**Reading text**
------

Here are thirteen of the most important battles carried out in the air, land, and sea, and in every continent in the world. They are in chronological order and were selected based on their importance to the outcome of the war.

Battle of the Atlantic (September 1939 – May 1943)

A U-Boat – Naval Submarines
A U-Boat – Naval Submarines Controlled by Germany

The Battle of the Atlantic is called the longest continuous military campaign that ran from the start of the war to the end (1939 to 1945). Over 73,000 men lost their lives in the Atlantic Ocean during this period.

When the war was declared, the Allied naval forces were deployed to ensure that the blockade of Germany was carried out, restricting the flow of supplies to Germany. Naval battles were not just fought on the surface, as submarines played an immense role in the development of the war. Sir Winston Churchill himself claimed, “The only thing that really frightened me during the war was the U-Boat peril”.

In the end, the Allied forces managed to overturn Germany’s naval superiority, and almost 800 German submarines were sent to the bottom of the Atlantic.

Battle of Sedan (May 1940)

As part of Germany’s offensive through the Ardennes, a hilly and wooded area in the North of France and Belgium, the village of Sedan was captured on 12 May, 1940. The French defenders had been waiting to destroy the bridgeheads, had the Germans come close, but they failed to do so due to heavy bombing by the Luftwaffe (the German air force) and the rapid advance of land troops.

In time, Allied reinforcements came in the shape of British and French air force planes but sustained heavy losses in the process. Germany proved their superiority both in the sky and in the land. After Sedan, the Germans had little resistance on their way towards Paris, which they finally captured on June 14.

Battle of Britain (July – October 1940)

Speaking of aircraft superiority, Britons were absolutely terrified during four months in 1940, when the Luftwaffe carried out what they called Blitzkrieg: large-scale, quick air attacks on British soil during nighttime, in which they aimed to destroy airfields, radars, and British cities. Hitler claimed that this was done in revenge, after over 80 RAF bombers dropped their bombs over commercial and industrial districts of Berlin. So they dispatched over 400 bombers, and more than 600 fighters to attack London on 7 September. Some 43,000 civilians were killed in this fashion. 15 September, 1940, is known as the ‘Battle of Britain Day’, as in that date a large-scale aerial battle was fought over London and the English Channel. Around 1,500 aircraft participated in this battle.

Attack on Pearl Harbor (7 December 1941)

------

**Stored data**
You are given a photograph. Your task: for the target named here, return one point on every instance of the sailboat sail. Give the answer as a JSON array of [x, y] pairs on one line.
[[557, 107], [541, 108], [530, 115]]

------

**The exercise**
Copy the text on major battles word for word, from "In the end, the" up to and including "of the Atlantic.". Nothing in the listing is needed here.

**Completed exercise**
In the end, the Allied forces managed to overturn Germany’s naval superiority, and almost 800 German submarines were sent to the bottom of the Atlantic.